Text section:
++++++++++++++++++++
Verifying a Block

In this lesson, we are going to deep dive into one component of the blockchain, and discover how you can verify, for yourself, a mined block. This gives you assurance that the blocks on the blockchain are legitimate, and that the transactions are appropriately mined. If you do this for all blocks in the blockchain, you can be sure that all transactions in the chain are fair. Open auditing is a great feature!

You'll need to first know what a blockchain is, and what a hash function is.

There are two steps we will cover, over two lessons. In the first lesson (this one), we will cover how to verify the block from the top-level information, specifically the information discoverable in the headers of the blockchain. The main critical part that will be missing from our analysis is verifying the transaction's merkle tree, which we will deal with in the second lesson (coming soon!). For now, we will assume the merkle tree root value is correct. In short, the merkle tree root is a hash of the list of transactions, allowing us to verify the transactions, their order, and their values. If a single transaction in a merkle tree is changed, the root will change, allowing us to see something has been tampered with. (By the way, this has the flow on affect of meaning the nonce doesn't work for the block, and therefore is it not correctly mined.)
++++++++++++++++++++
Problem 1:
Decide whether each statement agrees with the lesson on verifying a block. Answer yes or no and quote the words from the lesson that settle it. (a) This lesson shows how to verify the transaction merkle tree. (b) Changing one transaction in a merkle tree changes its root. (c) Readers are expected to know what a hash function is before starting.
Problem 2:
Carry on the lesson on verifying a block from its last sentence.
The entries that come next have no connection to the lesson on verifying a block.
++++++++++++++++++++
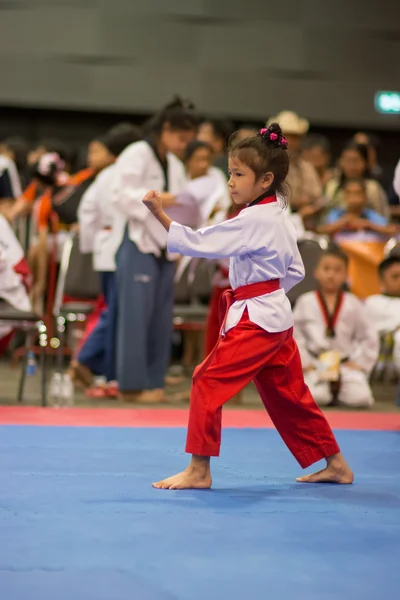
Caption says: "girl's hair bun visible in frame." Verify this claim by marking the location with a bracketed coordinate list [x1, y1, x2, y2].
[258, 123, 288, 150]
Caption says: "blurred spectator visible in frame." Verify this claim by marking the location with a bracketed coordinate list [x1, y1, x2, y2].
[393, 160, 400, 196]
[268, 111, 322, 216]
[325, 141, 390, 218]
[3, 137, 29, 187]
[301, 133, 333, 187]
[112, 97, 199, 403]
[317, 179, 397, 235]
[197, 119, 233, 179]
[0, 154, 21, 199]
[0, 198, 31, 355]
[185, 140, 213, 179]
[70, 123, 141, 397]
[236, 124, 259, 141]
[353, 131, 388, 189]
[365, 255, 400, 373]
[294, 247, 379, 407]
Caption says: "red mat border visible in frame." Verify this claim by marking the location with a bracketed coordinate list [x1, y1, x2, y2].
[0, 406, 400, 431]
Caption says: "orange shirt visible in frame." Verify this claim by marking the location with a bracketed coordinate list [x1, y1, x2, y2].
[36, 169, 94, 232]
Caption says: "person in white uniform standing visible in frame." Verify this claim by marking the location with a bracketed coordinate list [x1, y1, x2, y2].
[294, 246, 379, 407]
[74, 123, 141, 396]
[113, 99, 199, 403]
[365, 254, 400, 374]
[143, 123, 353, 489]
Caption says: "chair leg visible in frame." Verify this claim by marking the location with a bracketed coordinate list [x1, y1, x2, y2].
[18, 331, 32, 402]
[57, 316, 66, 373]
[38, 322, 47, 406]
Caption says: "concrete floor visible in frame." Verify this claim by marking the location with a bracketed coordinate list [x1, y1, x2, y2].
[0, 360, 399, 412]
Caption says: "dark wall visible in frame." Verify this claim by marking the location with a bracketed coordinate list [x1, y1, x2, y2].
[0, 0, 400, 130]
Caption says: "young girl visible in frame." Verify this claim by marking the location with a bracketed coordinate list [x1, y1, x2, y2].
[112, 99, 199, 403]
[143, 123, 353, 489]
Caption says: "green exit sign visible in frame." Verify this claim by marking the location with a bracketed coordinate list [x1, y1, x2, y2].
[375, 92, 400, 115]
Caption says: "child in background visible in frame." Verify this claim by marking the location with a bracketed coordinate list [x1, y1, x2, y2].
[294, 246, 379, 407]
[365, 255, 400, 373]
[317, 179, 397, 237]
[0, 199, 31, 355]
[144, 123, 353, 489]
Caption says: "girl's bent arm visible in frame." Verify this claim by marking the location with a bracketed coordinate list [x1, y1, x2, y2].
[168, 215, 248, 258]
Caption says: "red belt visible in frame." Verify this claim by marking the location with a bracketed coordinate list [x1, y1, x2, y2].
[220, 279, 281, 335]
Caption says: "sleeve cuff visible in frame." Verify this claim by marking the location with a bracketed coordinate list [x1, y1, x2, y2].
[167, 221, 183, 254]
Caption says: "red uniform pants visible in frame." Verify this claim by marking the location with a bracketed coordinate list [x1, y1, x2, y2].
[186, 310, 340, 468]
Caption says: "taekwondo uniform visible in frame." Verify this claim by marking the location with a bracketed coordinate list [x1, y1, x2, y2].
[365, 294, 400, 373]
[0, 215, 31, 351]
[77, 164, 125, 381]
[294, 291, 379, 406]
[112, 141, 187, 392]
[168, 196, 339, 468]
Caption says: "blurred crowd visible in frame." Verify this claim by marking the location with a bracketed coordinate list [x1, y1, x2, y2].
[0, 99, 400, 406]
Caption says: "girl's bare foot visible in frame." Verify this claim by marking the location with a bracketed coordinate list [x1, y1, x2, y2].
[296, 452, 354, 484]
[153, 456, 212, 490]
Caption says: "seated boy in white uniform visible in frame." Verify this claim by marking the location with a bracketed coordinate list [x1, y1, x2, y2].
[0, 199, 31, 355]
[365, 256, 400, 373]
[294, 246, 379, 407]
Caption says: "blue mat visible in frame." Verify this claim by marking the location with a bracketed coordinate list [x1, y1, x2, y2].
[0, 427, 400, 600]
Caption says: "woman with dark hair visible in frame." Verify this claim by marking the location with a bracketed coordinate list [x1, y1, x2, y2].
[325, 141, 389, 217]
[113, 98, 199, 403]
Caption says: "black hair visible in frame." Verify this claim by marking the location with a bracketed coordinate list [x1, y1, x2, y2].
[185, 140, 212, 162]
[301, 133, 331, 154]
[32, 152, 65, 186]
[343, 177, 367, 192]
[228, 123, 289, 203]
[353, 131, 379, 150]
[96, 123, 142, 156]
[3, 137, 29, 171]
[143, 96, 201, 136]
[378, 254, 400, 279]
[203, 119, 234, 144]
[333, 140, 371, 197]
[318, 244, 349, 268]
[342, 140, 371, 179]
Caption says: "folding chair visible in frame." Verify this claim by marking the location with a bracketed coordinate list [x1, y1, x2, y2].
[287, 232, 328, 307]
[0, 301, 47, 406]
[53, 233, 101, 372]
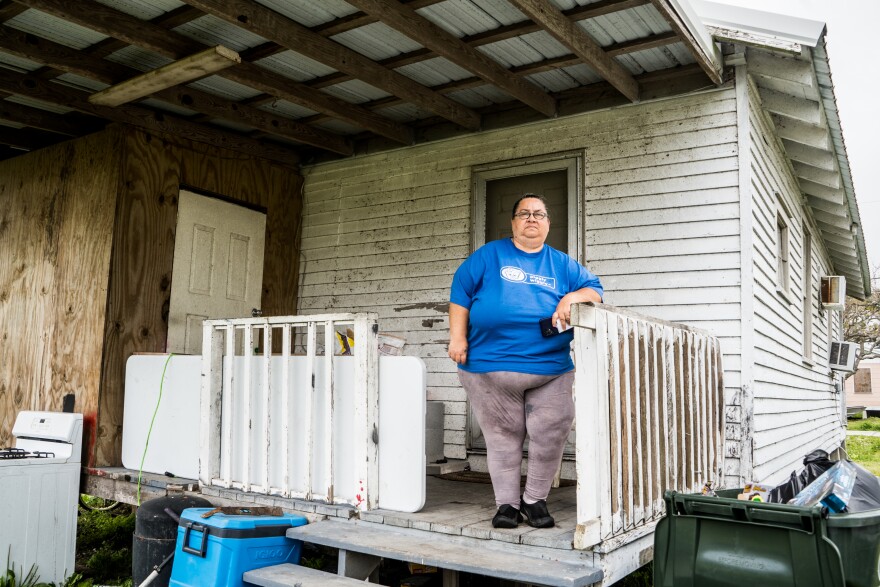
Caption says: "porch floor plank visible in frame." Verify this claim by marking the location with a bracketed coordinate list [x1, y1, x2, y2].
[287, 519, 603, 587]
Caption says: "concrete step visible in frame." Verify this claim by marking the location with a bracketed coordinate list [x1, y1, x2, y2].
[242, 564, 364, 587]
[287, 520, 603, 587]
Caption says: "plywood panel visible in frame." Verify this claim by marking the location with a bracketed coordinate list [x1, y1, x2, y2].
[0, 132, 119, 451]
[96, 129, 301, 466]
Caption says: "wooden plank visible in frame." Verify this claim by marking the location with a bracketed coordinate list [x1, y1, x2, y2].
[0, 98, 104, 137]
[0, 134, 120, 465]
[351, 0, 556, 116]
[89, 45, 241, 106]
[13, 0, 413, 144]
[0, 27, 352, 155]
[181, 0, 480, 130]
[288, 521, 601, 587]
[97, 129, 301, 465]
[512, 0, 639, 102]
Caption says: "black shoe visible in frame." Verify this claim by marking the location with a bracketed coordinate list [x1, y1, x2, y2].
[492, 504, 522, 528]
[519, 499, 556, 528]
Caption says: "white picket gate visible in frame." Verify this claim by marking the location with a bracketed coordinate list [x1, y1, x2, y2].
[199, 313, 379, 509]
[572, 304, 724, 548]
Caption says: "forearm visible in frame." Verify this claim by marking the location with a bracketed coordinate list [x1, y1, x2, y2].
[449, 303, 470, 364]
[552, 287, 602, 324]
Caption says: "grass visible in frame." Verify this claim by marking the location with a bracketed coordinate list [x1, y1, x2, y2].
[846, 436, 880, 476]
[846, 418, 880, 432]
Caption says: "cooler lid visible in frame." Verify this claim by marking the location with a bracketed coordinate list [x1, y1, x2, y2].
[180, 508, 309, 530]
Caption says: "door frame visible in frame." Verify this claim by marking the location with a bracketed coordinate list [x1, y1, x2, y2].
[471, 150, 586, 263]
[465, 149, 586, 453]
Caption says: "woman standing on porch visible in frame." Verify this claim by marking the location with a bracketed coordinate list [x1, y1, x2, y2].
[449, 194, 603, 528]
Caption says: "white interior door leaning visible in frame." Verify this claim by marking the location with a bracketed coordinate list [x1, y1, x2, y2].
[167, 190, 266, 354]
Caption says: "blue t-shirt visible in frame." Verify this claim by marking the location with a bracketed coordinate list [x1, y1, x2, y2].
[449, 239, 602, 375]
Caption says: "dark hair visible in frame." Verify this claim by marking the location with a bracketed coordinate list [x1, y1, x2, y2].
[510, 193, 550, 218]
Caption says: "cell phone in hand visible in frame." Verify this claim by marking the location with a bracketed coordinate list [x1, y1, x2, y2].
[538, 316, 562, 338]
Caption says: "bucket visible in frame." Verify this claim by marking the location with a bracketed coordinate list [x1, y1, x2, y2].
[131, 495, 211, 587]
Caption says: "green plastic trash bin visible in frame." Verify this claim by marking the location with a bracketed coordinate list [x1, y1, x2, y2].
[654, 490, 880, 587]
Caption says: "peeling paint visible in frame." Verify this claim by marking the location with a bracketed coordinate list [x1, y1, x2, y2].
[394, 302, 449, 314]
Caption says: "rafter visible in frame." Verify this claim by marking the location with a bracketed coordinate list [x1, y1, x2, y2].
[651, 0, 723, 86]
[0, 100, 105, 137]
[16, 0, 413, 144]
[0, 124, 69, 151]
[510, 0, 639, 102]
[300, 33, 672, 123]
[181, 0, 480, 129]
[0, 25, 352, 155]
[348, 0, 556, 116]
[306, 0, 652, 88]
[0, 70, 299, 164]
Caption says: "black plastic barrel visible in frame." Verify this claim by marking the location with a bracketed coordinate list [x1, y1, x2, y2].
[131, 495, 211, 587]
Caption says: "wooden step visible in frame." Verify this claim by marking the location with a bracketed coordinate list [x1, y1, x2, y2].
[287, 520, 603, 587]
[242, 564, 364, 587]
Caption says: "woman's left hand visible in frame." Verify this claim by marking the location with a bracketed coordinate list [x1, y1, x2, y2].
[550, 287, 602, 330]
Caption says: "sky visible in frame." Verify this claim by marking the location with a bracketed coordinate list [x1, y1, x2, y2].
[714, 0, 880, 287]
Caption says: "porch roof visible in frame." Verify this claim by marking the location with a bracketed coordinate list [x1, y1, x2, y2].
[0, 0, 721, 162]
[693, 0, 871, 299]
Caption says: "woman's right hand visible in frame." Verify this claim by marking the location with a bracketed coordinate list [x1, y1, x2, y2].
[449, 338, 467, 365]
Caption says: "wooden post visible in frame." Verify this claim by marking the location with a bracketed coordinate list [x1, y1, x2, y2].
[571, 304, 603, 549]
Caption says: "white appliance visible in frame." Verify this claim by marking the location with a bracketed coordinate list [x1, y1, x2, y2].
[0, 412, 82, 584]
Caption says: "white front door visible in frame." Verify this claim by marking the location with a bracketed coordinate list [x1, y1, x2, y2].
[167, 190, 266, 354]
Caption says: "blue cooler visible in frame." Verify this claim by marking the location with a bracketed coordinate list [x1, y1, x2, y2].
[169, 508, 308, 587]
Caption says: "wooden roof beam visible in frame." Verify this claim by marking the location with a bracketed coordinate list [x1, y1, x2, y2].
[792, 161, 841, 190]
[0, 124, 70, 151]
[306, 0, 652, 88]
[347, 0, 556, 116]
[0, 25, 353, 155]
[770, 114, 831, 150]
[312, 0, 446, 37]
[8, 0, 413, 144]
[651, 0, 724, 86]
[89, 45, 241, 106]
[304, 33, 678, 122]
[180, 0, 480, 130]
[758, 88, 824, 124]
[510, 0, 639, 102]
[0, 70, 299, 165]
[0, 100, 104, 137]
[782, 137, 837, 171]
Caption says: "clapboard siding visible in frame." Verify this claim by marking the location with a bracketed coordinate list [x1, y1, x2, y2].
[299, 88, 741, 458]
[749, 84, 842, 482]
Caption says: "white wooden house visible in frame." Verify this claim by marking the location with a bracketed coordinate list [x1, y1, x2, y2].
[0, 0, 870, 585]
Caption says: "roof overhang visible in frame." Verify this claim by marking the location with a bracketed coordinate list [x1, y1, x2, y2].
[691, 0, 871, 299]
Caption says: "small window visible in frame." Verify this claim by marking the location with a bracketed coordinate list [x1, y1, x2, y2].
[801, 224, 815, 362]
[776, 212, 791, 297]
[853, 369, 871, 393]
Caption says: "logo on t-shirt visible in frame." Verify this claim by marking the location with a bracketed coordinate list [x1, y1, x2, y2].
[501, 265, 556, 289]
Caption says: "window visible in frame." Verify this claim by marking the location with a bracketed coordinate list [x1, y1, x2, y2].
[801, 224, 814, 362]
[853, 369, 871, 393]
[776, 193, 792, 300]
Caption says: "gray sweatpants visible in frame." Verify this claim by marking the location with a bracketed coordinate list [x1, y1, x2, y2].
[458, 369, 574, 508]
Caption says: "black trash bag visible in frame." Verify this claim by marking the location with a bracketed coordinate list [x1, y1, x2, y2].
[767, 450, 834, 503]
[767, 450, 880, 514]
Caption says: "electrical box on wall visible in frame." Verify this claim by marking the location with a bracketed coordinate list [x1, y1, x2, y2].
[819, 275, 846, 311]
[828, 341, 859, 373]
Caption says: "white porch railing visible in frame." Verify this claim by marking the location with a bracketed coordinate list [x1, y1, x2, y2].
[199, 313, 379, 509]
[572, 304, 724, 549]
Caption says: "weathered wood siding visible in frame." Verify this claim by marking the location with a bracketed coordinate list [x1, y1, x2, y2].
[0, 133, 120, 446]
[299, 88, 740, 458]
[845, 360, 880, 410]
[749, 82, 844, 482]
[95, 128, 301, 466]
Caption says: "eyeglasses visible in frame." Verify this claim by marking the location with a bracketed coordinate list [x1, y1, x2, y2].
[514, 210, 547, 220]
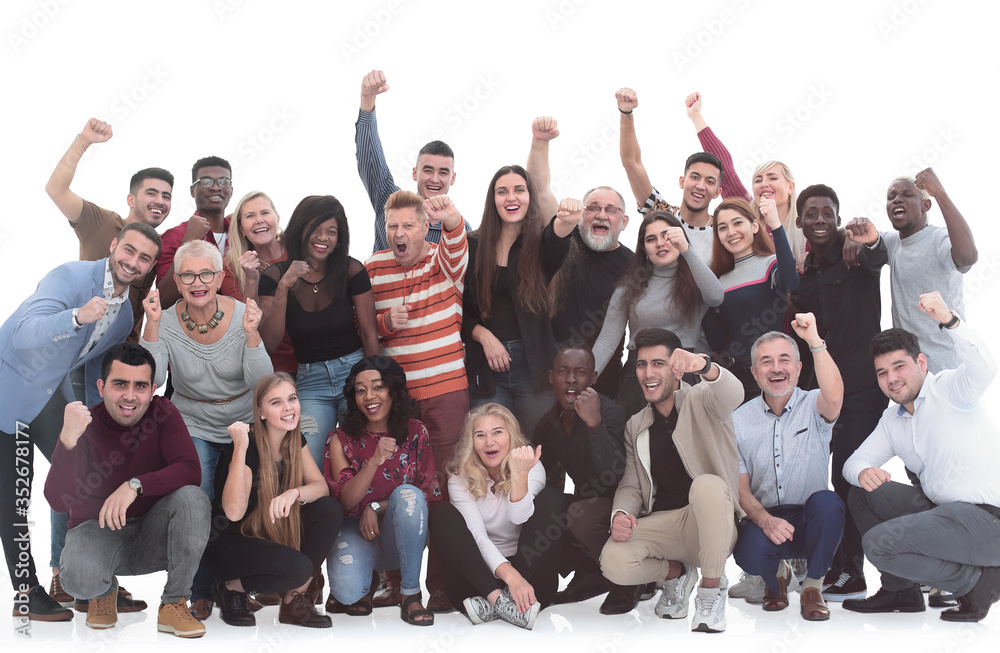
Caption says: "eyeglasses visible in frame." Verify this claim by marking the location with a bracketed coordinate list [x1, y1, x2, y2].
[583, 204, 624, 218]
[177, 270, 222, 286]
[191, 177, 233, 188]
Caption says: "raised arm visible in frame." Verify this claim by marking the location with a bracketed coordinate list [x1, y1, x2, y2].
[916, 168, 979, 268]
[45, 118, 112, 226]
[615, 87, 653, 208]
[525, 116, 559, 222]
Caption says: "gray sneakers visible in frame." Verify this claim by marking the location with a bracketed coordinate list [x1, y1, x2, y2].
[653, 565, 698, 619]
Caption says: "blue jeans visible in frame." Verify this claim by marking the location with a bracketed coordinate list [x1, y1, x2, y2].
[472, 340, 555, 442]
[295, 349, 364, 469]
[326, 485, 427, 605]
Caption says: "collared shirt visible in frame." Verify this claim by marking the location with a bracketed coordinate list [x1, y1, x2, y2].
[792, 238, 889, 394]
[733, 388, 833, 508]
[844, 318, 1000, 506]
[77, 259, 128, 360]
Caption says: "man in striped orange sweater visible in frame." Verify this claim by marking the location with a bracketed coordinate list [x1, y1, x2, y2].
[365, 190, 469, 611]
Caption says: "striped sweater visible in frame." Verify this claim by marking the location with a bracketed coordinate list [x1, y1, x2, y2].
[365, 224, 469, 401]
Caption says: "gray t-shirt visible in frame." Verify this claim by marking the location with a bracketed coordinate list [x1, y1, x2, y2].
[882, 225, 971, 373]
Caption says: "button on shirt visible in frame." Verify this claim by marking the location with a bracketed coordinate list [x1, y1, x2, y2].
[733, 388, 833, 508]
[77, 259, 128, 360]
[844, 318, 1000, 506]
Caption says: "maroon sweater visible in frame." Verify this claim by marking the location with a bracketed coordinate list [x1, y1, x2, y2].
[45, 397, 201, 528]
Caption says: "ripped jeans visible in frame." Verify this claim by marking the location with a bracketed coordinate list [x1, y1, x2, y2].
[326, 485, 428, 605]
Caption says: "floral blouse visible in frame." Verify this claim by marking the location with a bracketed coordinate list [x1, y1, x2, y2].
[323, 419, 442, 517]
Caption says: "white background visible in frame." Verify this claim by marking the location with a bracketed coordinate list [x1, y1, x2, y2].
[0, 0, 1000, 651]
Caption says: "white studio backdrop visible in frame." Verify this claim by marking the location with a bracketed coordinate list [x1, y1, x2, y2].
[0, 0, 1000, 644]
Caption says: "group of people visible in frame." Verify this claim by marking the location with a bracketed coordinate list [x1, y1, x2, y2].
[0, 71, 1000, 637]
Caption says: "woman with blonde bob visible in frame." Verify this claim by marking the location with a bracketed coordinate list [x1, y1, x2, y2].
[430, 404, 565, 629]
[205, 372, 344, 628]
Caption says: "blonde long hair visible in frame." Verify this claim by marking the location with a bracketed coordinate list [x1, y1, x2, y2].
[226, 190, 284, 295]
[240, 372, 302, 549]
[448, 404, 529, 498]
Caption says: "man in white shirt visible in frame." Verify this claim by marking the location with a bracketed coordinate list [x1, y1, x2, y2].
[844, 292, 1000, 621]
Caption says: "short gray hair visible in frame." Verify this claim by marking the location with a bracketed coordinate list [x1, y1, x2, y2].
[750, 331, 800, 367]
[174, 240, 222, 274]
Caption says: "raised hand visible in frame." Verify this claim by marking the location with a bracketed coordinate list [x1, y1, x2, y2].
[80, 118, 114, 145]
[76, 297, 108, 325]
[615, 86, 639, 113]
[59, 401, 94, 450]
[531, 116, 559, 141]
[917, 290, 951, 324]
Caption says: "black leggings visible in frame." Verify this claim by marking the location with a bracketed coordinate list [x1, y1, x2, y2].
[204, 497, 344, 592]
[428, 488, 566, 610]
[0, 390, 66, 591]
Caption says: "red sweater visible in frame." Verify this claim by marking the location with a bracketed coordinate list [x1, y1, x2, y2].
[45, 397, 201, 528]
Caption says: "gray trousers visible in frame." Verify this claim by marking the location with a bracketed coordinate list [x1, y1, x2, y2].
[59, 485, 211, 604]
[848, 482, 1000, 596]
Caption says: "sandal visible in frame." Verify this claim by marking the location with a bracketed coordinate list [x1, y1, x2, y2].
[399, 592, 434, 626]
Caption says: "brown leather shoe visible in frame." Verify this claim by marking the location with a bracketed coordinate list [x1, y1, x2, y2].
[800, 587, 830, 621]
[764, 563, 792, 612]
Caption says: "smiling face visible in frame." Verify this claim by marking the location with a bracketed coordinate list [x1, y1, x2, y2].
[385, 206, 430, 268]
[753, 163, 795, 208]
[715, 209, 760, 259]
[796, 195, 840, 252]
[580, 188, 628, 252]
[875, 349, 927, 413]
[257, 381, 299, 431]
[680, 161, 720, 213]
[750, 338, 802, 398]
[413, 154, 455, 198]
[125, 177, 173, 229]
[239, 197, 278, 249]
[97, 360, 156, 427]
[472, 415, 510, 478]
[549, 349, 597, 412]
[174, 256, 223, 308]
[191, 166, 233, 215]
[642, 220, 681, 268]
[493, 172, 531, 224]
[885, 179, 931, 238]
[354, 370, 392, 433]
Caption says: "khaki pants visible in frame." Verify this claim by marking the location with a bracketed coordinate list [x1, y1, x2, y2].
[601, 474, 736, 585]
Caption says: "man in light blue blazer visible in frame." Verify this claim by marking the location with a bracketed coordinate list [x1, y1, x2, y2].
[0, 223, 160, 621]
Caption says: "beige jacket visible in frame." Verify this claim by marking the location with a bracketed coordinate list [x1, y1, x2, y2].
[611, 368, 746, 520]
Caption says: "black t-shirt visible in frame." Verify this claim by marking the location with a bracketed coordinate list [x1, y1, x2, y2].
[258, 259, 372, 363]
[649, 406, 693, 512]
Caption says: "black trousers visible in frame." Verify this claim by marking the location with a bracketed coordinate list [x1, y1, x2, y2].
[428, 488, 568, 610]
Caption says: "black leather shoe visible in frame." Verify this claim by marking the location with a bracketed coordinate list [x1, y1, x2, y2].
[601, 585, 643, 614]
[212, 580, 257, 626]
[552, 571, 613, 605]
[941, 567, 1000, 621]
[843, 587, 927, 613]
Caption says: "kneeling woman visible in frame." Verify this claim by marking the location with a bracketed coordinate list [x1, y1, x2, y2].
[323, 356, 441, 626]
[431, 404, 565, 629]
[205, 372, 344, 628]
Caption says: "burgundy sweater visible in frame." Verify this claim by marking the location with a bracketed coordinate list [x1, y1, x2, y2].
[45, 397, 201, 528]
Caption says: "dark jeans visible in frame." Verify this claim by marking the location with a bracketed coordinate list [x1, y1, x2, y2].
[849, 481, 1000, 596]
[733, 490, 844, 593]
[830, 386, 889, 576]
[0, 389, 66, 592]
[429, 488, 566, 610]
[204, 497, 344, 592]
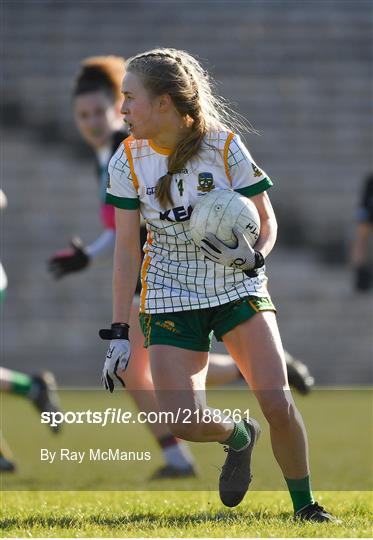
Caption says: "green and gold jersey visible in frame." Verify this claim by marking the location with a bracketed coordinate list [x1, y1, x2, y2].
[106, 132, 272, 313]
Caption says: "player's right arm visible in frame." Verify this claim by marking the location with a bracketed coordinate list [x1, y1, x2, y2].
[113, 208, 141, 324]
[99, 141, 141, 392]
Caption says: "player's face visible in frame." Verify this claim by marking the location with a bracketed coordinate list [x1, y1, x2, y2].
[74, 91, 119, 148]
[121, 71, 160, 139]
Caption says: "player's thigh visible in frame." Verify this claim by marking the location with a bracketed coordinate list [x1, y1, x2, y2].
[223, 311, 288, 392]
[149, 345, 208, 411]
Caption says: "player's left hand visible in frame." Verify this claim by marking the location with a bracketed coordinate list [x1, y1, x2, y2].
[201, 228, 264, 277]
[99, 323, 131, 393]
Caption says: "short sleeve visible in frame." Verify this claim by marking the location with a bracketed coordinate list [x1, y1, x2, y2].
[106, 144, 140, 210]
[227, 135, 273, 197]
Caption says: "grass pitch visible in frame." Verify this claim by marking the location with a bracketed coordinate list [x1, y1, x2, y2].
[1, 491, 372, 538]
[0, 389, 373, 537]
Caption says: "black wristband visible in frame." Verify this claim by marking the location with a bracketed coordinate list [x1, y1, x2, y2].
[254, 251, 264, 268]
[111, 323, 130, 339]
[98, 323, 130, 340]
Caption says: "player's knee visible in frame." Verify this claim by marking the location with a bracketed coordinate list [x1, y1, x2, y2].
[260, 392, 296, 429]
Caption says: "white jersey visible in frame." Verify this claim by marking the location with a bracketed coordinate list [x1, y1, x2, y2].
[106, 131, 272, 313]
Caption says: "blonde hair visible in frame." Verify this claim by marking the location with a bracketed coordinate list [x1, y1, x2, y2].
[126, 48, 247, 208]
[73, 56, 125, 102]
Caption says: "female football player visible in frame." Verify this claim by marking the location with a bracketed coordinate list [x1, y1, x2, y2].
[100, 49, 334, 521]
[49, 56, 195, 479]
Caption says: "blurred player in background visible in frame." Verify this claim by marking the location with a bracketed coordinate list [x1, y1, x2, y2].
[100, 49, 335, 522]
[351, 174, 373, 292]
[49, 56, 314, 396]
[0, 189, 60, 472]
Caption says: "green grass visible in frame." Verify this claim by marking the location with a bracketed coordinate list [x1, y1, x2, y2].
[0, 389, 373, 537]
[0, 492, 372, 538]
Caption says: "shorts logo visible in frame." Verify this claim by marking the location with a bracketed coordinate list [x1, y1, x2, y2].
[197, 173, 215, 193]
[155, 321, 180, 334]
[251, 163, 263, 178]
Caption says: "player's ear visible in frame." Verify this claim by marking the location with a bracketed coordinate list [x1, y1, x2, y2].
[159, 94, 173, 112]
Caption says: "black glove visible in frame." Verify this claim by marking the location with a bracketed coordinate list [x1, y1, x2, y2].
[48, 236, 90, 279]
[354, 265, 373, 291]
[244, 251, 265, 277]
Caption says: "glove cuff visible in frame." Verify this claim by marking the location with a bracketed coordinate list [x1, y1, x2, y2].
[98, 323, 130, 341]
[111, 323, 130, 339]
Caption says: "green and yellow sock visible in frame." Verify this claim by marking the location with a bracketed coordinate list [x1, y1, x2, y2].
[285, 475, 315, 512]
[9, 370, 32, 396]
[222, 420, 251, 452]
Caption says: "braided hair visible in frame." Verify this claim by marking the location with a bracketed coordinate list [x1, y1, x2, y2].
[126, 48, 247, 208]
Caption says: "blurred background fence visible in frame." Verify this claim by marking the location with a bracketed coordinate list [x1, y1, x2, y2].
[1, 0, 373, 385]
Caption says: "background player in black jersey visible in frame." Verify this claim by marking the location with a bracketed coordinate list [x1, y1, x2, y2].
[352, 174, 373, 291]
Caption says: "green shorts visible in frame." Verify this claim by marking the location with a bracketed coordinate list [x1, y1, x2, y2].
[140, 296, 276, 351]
++++++++++++++++++++
Answer 1:
(a) No: "The main critical part that will be missing from our analysis is verifying the transaction's merkle tree, which we will deal with in the second lesson"
(b) Yes: "If a single transaction in a merkle tree is changed, the root will change"
(c) Yes: "You'll need to first know what a blockchain is, and what a hash function is."

Answer 2:
Useful Python functions

We will be using Python 3 in this lesson. If you are more familiar with another programming language, the general concepts will transfer over, but I will be talking about some specific python features as well. If you use Python 2, I recommend using Python 3, as it makes the data types more explicit and its more obvious what exactly is happening at each step (but it is a bit more verbose).

First, a slight detour. Python 3 makes a distinction between a bytes object and a string object. A string is a list of character, such as the text you are reading now. A bytes object is a sequence of 1s and 0s. We can choose to represent a bytes object as a string object, which we do with a mapping called an encoding. You may be familiar with ascii, which maps the numbers 0 to 255 to the English characters, punctuation and some other control characters (such as space and the newline character). With this encoding, we can take a singe byte, map it to its character, and show that character in a process known as decoding.

Another encoding is hexadecimal. It takes a four bit sequence and maps it to the characters 0123456789ABCDE, in that order. The bit sequence 0010 maps to the character 2. The sequence 0111 maps to 7, while 1011 maps to B (it's the decimal number 11 and B is the eleventh character in that list).

That's all a little theoretical, let's have a look at it in practice.

s = "I am a string"
b = s.encode("ascii")

print([bb for bb in b])
print([bin(bb) for bb in b])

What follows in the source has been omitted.